• [What is expected]
Copy out the data below. Keep every word as it is.

***** Listed entries *****

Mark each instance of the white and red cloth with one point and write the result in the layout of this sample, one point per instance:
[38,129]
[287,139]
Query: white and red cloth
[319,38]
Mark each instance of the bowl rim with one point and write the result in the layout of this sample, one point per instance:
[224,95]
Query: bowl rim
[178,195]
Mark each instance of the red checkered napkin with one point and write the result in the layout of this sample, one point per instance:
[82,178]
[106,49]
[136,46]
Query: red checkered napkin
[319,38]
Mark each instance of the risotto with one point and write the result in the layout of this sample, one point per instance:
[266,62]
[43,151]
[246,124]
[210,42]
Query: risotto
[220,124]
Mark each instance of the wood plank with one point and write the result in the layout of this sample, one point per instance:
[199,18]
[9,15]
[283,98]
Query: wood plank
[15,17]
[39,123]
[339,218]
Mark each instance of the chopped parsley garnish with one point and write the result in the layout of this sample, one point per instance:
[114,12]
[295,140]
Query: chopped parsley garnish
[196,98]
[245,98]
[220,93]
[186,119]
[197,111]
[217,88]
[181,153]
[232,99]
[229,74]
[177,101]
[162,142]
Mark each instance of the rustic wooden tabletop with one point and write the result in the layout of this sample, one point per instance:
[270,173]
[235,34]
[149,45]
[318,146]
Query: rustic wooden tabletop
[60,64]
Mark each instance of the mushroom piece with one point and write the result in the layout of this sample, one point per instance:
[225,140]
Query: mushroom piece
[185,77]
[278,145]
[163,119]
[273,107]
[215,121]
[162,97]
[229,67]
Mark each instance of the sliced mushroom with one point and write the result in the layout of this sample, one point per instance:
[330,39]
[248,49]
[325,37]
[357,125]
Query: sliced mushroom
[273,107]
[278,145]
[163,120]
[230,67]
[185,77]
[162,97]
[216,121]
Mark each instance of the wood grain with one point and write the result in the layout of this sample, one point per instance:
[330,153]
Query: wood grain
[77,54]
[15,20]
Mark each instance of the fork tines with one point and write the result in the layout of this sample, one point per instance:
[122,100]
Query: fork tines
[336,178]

*****

• [Worked solution]
Mark each instance of the white and red cloth with one point and write the result in the layout of this sample, one point per instance:
[38,129]
[287,139]
Query: white and red cloth
[319,38]
Mark each instance of the bowl rim with one point and write the result in the layout of this sample, one point per instance:
[224,95]
Query: bowl rim
[178,195]
Mark each instance of the red checkered napkin with one point and write the result in the layout of this sample, one point per instance:
[82,178]
[106,49]
[136,46]
Query: red checkered napkin
[319,38]
Mark each instance of the risotto with one point and write the result in the layout of this sample, one point per instance:
[266,62]
[43,151]
[246,124]
[210,42]
Query: risotto
[220,124]
Mark each instance of the wood plank with one point and write the result in the layout of this sample, one point per instance:
[199,18]
[9,15]
[283,98]
Query: wood plank
[15,17]
[39,123]
[339,218]
Mark each instance of the chopped parsley garnish with one point and write the result in the layout of this sample, one point per instance:
[114,12]
[295,140]
Query: chopped parsley garnish
[196,98]
[245,98]
[220,93]
[186,119]
[197,111]
[217,88]
[181,153]
[232,99]
[229,74]
[177,101]
[162,142]
Mark each instance of the rustic wooden tabletop with one point and write the result in the layout of this sample, one point per instance:
[270,173]
[235,34]
[149,45]
[318,146]
Query: rustic wooden tabletop
[60,64]
Mark each instance of the mushroom piece with one point and write the result in the layout of this sample, one point per instance:
[225,140]
Query: mushroom piece
[185,77]
[278,145]
[163,119]
[273,107]
[215,121]
[162,97]
[229,67]
Mark each instance of the sliced mushroom with one point and write the result in the layout of this sample, one point per instance:
[330,39]
[248,49]
[325,37]
[357,125]
Query: sliced mushroom
[273,107]
[278,145]
[163,120]
[230,67]
[185,77]
[162,97]
[216,121]
Mark each instance of the wood grain with one point and write the result in the layout of this sample, one point per instance:
[330,153]
Query: wood grain
[77,54]
[15,20]
Mark each instance of the fork tines with one point and write the result in the layout of this sample, one point per instance:
[122,100]
Query: fork tines
[336,178]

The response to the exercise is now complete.